- What you are asked to do -
Copy the rows from the beginning through the line with "top-left (366, 4), bottom-right (380, 30)", swapping "watermark" for "logo" and leaving everything else as it stands.
◇ ◇ ◇ ◇ ◇ ◇ ◇
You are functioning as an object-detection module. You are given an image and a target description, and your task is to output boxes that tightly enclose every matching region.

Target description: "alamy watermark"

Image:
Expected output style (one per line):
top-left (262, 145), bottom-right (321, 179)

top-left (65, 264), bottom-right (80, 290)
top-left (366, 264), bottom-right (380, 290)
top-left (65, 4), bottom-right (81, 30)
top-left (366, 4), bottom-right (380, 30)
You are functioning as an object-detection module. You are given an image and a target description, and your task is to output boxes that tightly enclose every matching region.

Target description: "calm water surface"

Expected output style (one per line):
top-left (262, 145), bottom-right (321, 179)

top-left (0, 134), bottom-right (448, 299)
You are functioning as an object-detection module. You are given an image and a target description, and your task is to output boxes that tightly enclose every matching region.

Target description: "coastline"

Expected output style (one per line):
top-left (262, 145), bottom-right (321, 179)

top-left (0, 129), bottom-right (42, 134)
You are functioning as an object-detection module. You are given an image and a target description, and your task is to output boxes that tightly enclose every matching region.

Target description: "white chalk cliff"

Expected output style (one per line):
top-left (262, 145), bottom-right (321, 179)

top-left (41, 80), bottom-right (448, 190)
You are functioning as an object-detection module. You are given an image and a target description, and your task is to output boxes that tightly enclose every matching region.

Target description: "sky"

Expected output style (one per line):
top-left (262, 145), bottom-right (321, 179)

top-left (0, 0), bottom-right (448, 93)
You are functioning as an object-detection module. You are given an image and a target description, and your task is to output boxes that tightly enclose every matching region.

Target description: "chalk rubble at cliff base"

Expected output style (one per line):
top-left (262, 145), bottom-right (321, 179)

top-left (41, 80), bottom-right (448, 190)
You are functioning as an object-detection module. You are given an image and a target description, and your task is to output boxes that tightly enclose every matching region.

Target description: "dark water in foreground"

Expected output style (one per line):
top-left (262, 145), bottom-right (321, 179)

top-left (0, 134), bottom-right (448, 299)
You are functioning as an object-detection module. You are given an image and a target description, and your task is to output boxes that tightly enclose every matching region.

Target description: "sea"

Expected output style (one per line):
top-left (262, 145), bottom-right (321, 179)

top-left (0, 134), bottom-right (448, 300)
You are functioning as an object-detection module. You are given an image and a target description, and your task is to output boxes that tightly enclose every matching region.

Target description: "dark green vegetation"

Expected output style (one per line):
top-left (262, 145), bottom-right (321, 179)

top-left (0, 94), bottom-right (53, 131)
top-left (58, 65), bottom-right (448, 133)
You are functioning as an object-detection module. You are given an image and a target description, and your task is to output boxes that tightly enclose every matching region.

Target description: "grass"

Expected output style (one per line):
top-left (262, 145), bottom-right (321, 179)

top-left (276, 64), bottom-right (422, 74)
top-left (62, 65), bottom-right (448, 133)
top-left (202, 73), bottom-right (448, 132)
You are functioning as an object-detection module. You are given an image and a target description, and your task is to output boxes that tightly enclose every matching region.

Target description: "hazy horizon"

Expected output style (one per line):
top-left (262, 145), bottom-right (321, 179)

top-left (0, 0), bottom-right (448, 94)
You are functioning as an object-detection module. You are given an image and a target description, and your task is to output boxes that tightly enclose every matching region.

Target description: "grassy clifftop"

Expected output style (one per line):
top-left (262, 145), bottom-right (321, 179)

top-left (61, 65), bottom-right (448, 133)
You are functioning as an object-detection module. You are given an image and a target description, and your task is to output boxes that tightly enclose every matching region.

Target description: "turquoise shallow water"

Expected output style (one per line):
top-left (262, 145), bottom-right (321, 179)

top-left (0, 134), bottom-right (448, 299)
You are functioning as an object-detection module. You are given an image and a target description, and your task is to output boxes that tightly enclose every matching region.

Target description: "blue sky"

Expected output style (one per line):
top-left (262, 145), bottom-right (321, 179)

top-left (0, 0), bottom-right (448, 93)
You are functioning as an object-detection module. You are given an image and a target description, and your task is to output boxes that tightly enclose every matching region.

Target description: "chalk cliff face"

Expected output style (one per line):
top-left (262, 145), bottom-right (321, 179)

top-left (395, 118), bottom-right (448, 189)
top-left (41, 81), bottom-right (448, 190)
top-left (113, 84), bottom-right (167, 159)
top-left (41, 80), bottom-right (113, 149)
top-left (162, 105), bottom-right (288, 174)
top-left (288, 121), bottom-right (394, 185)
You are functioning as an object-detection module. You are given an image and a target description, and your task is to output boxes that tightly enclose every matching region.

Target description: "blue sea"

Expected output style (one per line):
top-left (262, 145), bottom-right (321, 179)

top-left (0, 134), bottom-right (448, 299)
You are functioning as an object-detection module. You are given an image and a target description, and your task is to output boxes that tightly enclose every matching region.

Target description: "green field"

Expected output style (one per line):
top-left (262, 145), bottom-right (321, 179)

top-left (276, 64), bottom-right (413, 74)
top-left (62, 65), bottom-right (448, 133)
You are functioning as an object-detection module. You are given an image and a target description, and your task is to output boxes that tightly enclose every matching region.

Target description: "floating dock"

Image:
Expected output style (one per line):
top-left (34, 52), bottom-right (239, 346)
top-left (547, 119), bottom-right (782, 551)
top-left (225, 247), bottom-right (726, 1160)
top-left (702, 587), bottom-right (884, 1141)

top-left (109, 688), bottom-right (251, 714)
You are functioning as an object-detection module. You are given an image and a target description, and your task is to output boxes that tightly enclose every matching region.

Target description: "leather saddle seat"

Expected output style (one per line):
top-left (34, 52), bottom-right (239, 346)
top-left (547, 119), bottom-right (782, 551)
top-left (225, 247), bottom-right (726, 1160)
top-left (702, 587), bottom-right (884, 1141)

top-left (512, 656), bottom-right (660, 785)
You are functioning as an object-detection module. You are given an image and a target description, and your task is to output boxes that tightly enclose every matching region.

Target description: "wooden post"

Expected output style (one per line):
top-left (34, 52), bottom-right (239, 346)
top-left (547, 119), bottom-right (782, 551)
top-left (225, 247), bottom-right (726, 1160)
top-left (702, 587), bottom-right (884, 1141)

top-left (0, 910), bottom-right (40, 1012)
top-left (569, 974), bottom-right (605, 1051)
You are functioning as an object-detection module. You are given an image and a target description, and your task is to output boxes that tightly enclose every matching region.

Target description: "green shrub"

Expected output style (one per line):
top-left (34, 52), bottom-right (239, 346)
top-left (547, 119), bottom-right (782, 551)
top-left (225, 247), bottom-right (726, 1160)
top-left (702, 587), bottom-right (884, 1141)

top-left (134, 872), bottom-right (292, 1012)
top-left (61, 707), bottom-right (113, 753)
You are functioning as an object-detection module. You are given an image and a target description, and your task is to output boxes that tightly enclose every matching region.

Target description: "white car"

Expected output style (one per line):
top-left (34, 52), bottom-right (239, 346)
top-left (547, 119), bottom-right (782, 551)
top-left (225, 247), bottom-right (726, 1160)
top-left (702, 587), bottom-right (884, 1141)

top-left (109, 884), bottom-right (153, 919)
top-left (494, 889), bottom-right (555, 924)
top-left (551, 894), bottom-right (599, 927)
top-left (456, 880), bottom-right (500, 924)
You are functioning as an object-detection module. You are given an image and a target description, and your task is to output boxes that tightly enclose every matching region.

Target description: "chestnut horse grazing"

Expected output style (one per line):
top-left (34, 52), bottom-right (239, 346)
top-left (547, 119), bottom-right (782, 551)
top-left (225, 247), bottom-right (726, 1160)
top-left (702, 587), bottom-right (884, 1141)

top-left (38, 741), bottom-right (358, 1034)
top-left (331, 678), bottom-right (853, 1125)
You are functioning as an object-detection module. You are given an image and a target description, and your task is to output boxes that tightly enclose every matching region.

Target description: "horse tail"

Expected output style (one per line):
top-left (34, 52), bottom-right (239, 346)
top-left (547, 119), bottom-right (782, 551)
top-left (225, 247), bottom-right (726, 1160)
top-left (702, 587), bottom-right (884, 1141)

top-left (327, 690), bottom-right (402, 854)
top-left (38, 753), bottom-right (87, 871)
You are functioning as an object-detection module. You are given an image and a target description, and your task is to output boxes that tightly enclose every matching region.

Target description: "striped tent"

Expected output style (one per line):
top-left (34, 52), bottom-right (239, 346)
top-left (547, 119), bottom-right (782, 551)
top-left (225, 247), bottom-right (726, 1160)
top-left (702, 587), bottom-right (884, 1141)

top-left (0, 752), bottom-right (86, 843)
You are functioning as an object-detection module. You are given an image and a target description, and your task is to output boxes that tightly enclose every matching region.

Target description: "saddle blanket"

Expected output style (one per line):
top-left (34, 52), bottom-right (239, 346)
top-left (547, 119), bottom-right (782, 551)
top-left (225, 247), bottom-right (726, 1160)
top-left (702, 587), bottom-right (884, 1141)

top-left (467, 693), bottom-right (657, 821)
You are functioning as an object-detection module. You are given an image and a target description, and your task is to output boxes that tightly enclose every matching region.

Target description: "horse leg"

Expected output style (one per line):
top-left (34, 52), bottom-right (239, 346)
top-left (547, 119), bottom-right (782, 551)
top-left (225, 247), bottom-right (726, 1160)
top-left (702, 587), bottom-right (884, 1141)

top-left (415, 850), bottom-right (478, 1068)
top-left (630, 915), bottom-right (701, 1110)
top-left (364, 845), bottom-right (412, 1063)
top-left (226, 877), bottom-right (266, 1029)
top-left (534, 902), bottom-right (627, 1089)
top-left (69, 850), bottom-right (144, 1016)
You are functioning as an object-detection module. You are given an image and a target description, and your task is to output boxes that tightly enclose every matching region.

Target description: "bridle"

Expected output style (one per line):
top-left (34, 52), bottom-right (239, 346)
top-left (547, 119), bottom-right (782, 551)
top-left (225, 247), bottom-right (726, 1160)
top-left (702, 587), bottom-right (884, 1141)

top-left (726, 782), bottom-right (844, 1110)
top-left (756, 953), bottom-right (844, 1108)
◇ ◇ ◇ ◇ ◇ ◇ ◇
- Written response -
You are functioning as an object-detection module. You are given an image and a target description, and your task is to output boxes that tightly enclose every matching region.

Target description: "alamy logo"

Image:
Expected output style (one per line):
top-left (262, 145), bottom-right (321, 179)

top-left (65, 264), bottom-right (80, 290)
top-left (366, 264), bottom-right (380, 290)
top-left (65, 4), bottom-right (81, 30)
top-left (366, 4), bottom-right (380, 30)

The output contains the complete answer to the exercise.